WHAT THIS TASK INVOLVES: Summarize the article about Gisella Perl in two sentences.

EXCERPTED TEXT:
- Opening Delimiter -

Meet Gisella Perl, the Auschwitz Abortionist Who Saved Countless Lives During the Holocaust

Illustration for article titled Meet Gisella Perl, the Auschwitz Abortionist Who Saved Countless Lives During the Holocaust

Gisella Perl was a successful Jewish gynecologist in Romania before WWII. In 1944, she was sent to Auschwitz and put to work in the infirmary, taking care of prisoners without any anesthesia or even antibiotics and bandages to help assuage their pain.


She was also forced to assist Dr. Josef Mengele, who was notorious for "experimenting on" (which often meant torturing, more or less) certain groups of people — specifically pregnant women, twins, and the physically handicapped — before sending them to the gas chambers. Once she realized how Mengele was treating the pregnant women, she started giving them undercover abortions with her bare hands. The Holocaust History Project has all the amazing details:

In an interview with Nadine Brozan for the New York Times in 1982, Dr. Perl recalled her initial experiences with Dr. Mengele's "cure" for pregnancy in Auschwitz. ''Dr. Mengele told me that it was my duty to report every pregnant woman to him,'' Dr. Perl said. ''He said that they would go to another camp for better nutrition, even for milk. So women began to run directly to him, telling him, 'I am pregnant.' I learned that they were all taken to the research block to be used as guinea pigs, and then two lives would be thrown into the crematorium. I decided that never again would there be a pregnant woman in Auschwitz.''

After Dr. Perl's startling realization of the fates of the pregnant women discovered by Dr. Mengele, she began to perform surgeries that before the war she would have believed herself incapable of - abortions. In spite of her professional and religious beliefs as a doctor and an observant Jew, Dr. Perl began performing abortions on the dirty floors and bunks of the barracks in Auschwitz "using only my dirty hands." Without any medical instruments or anesthesia, and often in the cramped and filthy bunks within the women's barracks, Dr. Perl ended the lives of the fetuses in their mothers' womb (estimated at around 3,000) in the hopes that the mother would survive and later, perhaps, be able to bear children.

- Closing Delimiter -

DATASET EXCERPTS:
- Opening Delimiter -

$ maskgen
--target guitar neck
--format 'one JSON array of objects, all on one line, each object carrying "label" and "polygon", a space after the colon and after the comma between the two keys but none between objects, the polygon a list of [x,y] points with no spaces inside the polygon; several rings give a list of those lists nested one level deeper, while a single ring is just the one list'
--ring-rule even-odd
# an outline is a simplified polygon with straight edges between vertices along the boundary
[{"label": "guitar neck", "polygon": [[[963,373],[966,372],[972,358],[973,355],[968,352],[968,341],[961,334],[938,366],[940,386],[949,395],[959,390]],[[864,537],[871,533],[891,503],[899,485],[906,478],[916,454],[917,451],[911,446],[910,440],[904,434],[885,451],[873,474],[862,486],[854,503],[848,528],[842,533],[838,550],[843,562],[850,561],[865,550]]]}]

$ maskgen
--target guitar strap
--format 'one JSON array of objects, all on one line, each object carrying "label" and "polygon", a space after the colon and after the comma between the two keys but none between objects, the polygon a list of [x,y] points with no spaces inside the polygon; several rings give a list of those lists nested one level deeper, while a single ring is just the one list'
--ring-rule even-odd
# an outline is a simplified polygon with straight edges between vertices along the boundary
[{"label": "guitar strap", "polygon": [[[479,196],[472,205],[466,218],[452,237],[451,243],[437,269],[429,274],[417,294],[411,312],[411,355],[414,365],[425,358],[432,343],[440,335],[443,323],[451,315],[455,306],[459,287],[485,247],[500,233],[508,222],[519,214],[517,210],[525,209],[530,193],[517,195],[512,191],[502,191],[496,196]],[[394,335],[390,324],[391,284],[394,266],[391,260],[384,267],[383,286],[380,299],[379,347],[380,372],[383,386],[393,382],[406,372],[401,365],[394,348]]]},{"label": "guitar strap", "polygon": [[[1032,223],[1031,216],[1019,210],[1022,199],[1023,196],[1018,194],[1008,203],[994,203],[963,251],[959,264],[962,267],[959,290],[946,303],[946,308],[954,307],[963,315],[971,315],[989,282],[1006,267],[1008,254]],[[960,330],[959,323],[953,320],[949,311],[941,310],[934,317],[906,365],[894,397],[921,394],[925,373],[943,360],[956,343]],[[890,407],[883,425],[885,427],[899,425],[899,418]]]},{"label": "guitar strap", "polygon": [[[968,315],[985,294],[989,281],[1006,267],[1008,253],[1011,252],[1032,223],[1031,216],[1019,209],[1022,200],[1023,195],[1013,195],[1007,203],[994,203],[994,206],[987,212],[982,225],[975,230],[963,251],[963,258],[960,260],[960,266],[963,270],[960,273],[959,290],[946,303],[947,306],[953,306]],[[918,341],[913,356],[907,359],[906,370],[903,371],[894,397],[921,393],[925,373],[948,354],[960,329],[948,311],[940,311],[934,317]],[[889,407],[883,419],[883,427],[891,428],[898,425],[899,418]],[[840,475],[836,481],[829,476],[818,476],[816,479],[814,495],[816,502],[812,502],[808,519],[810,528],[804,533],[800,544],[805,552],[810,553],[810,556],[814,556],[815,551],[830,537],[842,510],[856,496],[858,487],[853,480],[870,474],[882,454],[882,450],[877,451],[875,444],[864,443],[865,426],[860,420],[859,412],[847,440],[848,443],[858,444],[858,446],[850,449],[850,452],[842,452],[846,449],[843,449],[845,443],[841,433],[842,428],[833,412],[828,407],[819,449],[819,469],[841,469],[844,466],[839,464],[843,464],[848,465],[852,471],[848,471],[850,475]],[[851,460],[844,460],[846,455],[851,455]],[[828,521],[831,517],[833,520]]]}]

- Closing Delimiter -

REPLY: Gisella Perl, a Jewish gynecologist from Romania, was sent to Auschwitz in 1944, where she treated prisoners in the infirmary without anesthesia, antibiotics or bandages and was forced to assist Dr. Josef Mengele. Once she learned that Mengele used pregnant women for experiments before sending them to their deaths, she began performing undercover abortions with her bare hands, estimated at around 3,000, in the hope that the mothers would survive.